[Dataset records]
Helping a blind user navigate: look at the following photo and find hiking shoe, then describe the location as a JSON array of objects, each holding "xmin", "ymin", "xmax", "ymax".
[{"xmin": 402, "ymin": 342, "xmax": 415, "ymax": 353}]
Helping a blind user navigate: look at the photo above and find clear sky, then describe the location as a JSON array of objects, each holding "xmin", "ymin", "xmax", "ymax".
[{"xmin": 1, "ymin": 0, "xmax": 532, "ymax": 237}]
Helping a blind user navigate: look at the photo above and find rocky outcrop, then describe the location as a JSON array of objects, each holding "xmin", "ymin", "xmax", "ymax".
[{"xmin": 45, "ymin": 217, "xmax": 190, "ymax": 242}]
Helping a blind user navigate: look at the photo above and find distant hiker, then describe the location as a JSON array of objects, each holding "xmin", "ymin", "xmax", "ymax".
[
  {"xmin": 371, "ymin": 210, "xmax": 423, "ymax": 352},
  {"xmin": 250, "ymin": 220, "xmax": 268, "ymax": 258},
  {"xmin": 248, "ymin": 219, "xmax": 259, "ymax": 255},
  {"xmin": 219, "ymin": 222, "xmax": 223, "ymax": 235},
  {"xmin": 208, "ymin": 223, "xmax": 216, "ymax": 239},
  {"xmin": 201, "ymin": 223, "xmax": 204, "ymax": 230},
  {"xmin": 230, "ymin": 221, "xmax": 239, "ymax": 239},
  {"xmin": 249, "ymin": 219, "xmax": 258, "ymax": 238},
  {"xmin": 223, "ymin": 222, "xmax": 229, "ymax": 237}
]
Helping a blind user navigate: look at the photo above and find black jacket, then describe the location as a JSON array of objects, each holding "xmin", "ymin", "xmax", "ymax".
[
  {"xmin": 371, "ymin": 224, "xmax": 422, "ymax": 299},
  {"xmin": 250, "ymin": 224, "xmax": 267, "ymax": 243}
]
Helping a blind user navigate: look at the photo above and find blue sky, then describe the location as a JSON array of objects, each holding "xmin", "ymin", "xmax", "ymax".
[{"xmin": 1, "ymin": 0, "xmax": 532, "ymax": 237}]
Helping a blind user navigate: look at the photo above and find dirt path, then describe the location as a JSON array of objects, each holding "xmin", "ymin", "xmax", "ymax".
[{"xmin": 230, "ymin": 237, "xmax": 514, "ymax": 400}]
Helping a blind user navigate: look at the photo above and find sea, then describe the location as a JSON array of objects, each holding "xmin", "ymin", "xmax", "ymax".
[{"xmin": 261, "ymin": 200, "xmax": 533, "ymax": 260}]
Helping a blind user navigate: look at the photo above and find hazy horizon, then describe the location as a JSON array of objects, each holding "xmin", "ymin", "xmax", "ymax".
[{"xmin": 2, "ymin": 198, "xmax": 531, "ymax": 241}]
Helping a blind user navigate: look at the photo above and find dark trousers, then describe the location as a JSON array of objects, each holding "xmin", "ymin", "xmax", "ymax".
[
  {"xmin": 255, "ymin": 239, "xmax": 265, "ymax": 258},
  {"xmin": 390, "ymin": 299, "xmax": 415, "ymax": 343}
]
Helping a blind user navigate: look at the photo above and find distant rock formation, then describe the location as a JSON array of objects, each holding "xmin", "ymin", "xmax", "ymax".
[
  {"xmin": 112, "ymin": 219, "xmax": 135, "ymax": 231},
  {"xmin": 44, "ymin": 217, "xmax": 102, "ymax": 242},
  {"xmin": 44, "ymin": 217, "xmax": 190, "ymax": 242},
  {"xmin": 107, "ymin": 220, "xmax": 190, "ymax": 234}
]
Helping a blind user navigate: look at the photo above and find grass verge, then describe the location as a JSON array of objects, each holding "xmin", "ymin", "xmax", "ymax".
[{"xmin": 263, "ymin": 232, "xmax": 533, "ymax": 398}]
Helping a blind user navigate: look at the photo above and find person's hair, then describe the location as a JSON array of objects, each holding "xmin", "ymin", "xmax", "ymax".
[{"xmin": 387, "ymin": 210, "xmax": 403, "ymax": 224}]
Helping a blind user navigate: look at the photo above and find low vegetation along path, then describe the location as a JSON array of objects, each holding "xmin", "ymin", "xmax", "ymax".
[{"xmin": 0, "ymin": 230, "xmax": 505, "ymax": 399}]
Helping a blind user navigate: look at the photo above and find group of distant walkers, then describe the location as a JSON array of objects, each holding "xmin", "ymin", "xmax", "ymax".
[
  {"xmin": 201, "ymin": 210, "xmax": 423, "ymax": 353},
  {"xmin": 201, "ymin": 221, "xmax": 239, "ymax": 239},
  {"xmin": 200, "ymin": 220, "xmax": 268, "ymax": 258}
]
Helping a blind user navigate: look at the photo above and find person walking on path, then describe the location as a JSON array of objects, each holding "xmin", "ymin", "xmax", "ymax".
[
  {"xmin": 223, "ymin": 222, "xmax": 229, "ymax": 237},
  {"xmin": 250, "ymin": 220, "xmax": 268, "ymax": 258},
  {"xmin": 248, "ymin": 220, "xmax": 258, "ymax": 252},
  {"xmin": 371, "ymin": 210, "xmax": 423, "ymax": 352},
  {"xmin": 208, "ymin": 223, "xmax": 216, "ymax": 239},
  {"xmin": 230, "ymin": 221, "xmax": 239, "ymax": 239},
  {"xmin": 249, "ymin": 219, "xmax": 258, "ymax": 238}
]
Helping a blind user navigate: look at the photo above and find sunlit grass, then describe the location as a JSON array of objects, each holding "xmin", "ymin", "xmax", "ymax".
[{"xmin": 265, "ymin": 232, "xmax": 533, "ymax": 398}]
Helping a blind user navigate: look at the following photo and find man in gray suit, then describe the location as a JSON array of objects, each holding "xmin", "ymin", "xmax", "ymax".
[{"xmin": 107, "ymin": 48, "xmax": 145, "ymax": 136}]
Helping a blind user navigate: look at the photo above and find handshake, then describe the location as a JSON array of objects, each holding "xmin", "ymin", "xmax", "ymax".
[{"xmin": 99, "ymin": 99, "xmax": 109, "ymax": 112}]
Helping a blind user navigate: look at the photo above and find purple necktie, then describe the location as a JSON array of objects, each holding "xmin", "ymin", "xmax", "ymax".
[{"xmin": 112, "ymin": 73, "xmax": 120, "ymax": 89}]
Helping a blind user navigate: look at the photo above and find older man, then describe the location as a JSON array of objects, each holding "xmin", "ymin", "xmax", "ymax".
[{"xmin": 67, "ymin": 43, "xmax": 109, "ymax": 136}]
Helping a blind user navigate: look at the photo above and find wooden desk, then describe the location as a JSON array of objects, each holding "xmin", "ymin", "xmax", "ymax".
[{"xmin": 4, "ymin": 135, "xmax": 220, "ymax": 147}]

__Task brief__
Copy the data exactly. Leave nothing out.

__Task response__
Helping a blind user navigate: look at the following photo and find hiking shoe, then describe the location as a JSON array of objects, each holding "xmin", "ymin", "xmax", "ymax".
[{"xmin": 402, "ymin": 342, "xmax": 415, "ymax": 353}]
Helping a blind user navigate: look at the photo above and find clear sky, then describe the location as a JSON array of objects, each holding "xmin", "ymin", "xmax", "ymax".
[{"xmin": 1, "ymin": 0, "xmax": 532, "ymax": 237}]
Helping a blind user navigate: look at the photo above and find rocky outcrop, then describe the location as a JSON array of objects, each holding "xmin", "ymin", "xmax", "ymax".
[{"xmin": 45, "ymin": 217, "xmax": 190, "ymax": 242}]
Helping a blind user navigate: look at the photo above and find distant hiker, then describe the location as a JSON array of objects, each holding "xmin", "ymin", "xmax", "ymax".
[
  {"xmin": 371, "ymin": 210, "xmax": 423, "ymax": 352},
  {"xmin": 250, "ymin": 220, "xmax": 268, "ymax": 258},
  {"xmin": 248, "ymin": 219, "xmax": 259, "ymax": 255},
  {"xmin": 219, "ymin": 222, "xmax": 223, "ymax": 235},
  {"xmin": 208, "ymin": 223, "xmax": 216, "ymax": 239},
  {"xmin": 201, "ymin": 223, "xmax": 204, "ymax": 230},
  {"xmin": 230, "ymin": 221, "xmax": 239, "ymax": 239},
  {"xmin": 249, "ymin": 219, "xmax": 258, "ymax": 238},
  {"xmin": 223, "ymin": 222, "xmax": 229, "ymax": 237}
]
Helping a blind user navigate: look at the photo above and find black jacket, then describe the location as a JSON array of objects, each holding "xmin", "ymin", "xmax", "ymax".
[
  {"xmin": 371, "ymin": 224, "xmax": 422, "ymax": 299},
  {"xmin": 250, "ymin": 224, "xmax": 267, "ymax": 243}
]
Helping a blind user navigate: look at the photo above and find blue sky, then describe the location as a JSON array of objects, each holding "xmin", "ymin", "xmax", "ymax".
[{"xmin": 1, "ymin": 0, "xmax": 532, "ymax": 237}]
Helping a blind user navigate: look at the photo above and find dirt path, then describe the location as a JSON array of objects, each holding "xmin", "ymin", "xmax", "ymax".
[{"xmin": 230, "ymin": 237, "xmax": 514, "ymax": 400}]
Helping a blind user navigate: look at the photo above and find sea, then describe the location as a JSON array of objects, each holding "xmin", "ymin", "xmax", "ymax".
[{"xmin": 261, "ymin": 200, "xmax": 533, "ymax": 260}]
Helping a blind user navigate: look at the photo above and find hazy horizon, then describe the location as a JSON array of objects, each holding "xmin", "ymin", "xmax", "ymax".
[{"xmin": 2, "ymin": 198, "xmax": 531, "ymax": 241}]
Helping a blind user navigate: look at the photo above and find dark trousers, then describe the location as a JSON array of objects, each holding "xmin", "ymin", "xmax", "ymax".
[
  {"xmin": 255, "ymin": 239, "xmax": 265, "ymax": 258},
  {"xmin": 390, "ymin": 299, "xmax": 415, "ymax": 343}
]
Helping a blind user navigate: look at the photo above and find distant rock formation, then describe the location as a JSON array of objects, each holding "xmin", "ymin", "xmax", "ymax".
[
  {"xmin": 112, "ymin": 219, "xmax": 135, "ymax": 231},
  {"xmin": 44, "ymin": 217, "xmax": 102, "ymax": 242},
  {"xmin": 44, "ymin": 217, "xmax": 190, "ymax": 242},
  {"xmin": 107, "ymin": 220, "xmax": 190, "ymax": 234}
]
Helping a blind user navigate: look at the photo above and find grass verge, then describe the location as a JSON array of objects, each holding "xmin", "ymin", "xmax", "ymax".
[{"xmin": 263, "ymin": 232, "xmax": 533, "ymax": 398}]
Helping a blind user navigate: look at the photo above and find person's hair, then describe the location as a JSON array of objects, each holding "xmin", "ymin", "xmax", "ymax".
[{"xmin": 387, "ymin": 210, "xmax": 403, "ymax": 224}]
Helping a blind user navigate: look at the photo above and find low vegetation along path, then describe the location as a JSON array of objects, each holding "xmin", "ymin", "xmax", "ymax".
[{"xmin": 0, "ymin": 230, "xmax": 505, "ymax": 399}]
Helping a blind user navigate: look at the photo above and find group of distant walkers, then describe the location as a JSON array of objects, each holding "xmin", "ymin", "xmax", "ymax".
[
  {"xmin": 201, "ymin": 210, "xmax": 423, "ymax": 353},
  {"xmin": 201, "ymin": 221, "xmax": 239, "ymax": 239},
  {"xmin": 200, "ymin": 220, "xmax": 268, "ymax": 258}
]
Helping a blind user navigate: look at the photo above and find person walking on path, then describe the location as a JSON array of objects, each holding "xmin", "ymin", "xmax", "ymax".
[
  {"xmin": 223, "ymin": 222, "xmax": 229, "ymax": 237},
  {"xmin": 250, "ymin": 220, "xmax": 268, "ymax": 258},
  {"xmin": 248, "ymin": 220, "xmax": 258, "ymax": 252},
  {"xmin": 371, "ymin": 210, "xmax": 423, "ymax": 352},
  {"xmin": 208, "ymin": 223, "xmax": 216, "ymax": 239},
  {"xmin": 230, "ymin": 221, "xmax": 239, "ymax": 239},
  {"xmin": 249, "ymin": 219, "xmax": 258, "ymax": 238}
]
Helping a blind user navigate: look at the photo above and find sunlit grass, then describe the location as a JSON array of objects, each holding "xmin", "ymin", "xmax", "ymax".
[{"xmin": 265, "ymin": 232, "xmax": 533, "ymax": 398}]
Helping a blind user navigate: look at the following photo and find man in gray suit, then describe the location as a JSON array of objects, each holding "xmin", "ymin", "xmax", "ymax".
[{"xmin": 107, "ymin": 48, "xmax": 145, "ymax": 136}]
Helping a blind user navigate: look at the photo above and find handshake, then describe the location as a JSON array of objects, each holding "xmin", "ymin", "xmax", "ymax".
[{"xmin": 99, "ymin": 99, "xmax": 109, "ymax": 112}]
Helping a blind user navigate: look at the photo above and find purple necktie, then describe the location as a JSON array of objects, each holding "xmin", "ymin", "xmax", "ymax".
[{"xmin": 112, "ymin": 73, "xmax": 120, "ymax": 89}]
Helping a blind user navigate: look at the photo above and find older man, then describe the location as a JSON array of objects, each holding "xmin", "ymin", "xmax", "ymax".
[{"xmin": 67, "ymin": 43, "xmax": 109, "ymax": 136}]
Helping a blind user navigate: look at the photo above and find wooden desk, then describe the location as a JSON array of objects, each holding "xmin", "ymin", "xmax", "ymax".
[{"xmin": 4, "ymin": 135, "xmax": 220, "ymax": 147}]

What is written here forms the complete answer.